──────── Records provided

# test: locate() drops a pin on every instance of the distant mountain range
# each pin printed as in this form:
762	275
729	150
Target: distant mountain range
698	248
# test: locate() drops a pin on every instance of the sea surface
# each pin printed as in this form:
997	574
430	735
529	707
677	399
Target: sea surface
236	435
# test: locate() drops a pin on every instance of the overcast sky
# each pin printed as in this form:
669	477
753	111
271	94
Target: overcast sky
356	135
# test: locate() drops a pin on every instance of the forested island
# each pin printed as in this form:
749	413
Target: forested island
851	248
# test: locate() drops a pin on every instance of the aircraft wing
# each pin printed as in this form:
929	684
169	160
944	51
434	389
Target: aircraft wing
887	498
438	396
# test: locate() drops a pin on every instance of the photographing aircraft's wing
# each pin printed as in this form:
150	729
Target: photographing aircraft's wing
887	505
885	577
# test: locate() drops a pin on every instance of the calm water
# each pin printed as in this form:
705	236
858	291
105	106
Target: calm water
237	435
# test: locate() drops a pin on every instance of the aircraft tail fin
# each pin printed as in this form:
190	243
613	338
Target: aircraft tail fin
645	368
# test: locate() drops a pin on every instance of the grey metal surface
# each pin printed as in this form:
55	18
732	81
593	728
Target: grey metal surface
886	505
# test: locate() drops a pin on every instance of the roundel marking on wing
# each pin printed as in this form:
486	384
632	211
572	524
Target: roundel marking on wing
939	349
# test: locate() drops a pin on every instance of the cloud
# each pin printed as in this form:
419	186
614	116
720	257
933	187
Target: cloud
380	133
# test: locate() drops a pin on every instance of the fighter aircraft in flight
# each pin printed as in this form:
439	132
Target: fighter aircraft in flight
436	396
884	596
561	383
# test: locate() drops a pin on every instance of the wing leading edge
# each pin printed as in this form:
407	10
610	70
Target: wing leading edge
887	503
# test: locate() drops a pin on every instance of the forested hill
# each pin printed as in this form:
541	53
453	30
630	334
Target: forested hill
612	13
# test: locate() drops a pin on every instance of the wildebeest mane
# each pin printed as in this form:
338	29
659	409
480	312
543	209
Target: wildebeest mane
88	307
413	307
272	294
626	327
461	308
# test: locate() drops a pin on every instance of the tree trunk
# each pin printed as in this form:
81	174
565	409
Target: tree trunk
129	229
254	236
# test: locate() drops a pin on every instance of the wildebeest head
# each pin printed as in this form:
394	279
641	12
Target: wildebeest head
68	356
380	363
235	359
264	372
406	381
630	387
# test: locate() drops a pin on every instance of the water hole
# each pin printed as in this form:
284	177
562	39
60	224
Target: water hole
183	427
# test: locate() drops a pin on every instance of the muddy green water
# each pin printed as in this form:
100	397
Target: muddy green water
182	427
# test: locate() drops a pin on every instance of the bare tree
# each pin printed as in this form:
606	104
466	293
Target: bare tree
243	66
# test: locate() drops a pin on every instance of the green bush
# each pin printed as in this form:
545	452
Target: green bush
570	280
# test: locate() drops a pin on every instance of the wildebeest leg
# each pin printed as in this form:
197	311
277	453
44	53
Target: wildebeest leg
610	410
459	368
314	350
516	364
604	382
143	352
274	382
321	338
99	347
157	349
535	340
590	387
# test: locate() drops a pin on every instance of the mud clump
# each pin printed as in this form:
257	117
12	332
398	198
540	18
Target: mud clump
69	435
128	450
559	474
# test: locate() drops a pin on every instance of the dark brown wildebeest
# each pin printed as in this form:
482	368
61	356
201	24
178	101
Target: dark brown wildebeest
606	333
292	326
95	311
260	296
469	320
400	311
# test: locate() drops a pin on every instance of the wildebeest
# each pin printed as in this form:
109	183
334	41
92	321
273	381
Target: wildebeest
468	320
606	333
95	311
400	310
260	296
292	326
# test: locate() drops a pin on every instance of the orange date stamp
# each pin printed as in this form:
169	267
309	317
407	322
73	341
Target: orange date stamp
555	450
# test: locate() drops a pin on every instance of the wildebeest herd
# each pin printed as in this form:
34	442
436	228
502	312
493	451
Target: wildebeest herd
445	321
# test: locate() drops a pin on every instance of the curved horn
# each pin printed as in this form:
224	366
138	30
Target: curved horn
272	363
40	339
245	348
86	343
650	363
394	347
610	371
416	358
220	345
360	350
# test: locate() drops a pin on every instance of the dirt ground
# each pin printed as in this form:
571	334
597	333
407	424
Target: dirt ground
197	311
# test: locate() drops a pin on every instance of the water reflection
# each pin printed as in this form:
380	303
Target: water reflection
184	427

────────────────

-- What you need to do --
Scale the data from the line with "the wildebeest herd" up to and including the last line, reproducing every line. Multiply only the x and y coordinates of the answer pins by 0.25, round them to whole numbers with halves rounded up, and copy all other lines and numbers unchanged.

-- Right answer --
# test: locate() drops a pin on every instance of the wildebeest herd
# each pin printed as in this form:
34	442
436	228
502	312
493	451
Target: wildebeest herd
111	80
# test: locate() drops a pin on every instance of the curved horn
# each pin printed as in this form:
224	366
138	30
Target: curved horn
68	91
10	85
61	87
22	86
163	91
99	87
153	93
104	90
55	86
90	88
# test: locate() drops a pin on every instance of the dirt ground
# each pin printed as in this form:
571	334
597	333
407	424
Target: dirt ground
49	78
# test: locate() drops a pin on every instance of the water reflection
# each pin printed as in this form:
380	303
Target: water reflection
46	107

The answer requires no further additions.